Saved data entries:
---
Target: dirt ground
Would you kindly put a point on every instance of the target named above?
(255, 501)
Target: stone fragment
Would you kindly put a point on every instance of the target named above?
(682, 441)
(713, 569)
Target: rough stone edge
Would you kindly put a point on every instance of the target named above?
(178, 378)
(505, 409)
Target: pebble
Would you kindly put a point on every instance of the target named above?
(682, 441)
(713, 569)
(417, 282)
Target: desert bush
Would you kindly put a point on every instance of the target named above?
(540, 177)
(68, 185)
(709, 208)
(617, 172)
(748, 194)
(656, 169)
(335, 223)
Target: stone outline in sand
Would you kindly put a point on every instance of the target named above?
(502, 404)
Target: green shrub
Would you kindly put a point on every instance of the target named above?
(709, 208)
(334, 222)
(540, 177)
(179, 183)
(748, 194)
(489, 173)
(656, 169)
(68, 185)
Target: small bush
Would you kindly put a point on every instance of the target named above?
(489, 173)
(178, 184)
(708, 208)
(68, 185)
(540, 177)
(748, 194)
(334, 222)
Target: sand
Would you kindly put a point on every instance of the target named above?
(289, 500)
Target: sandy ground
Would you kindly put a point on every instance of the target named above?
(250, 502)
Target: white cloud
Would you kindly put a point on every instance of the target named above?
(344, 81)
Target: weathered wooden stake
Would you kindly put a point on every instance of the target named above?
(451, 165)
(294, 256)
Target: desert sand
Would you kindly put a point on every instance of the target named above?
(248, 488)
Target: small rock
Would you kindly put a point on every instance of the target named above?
---
Nothing beyond the line containing "Target: stone outline in sand" is to be output; the lines above, from the first one onward to that line, are to be transcribed exactly.

Target: dirt ground
Would you kindly put a point on every instance of the target named above?
(255, 501)
Target: stone fragment
Would you kindly put a point on every instance of the target named above?
(682, 441)
(713, 569)
Target: rough stone edge
Would you kindly put a point on every instance of the target named above?
(178, 378)
(505, 409)
Target: pebble
Would you kindly put a point on every instance of the target named above?
(682, 441)
(713, 569)
(417, 282)
Target: desert bush
Would you kindly put a point on every instance of the target named above?
(540, 177)
(68, 185)
(709, 208)
(617, 172)
(748, 194)
(656, 169)
(335, 223)
Target: stone outline in sand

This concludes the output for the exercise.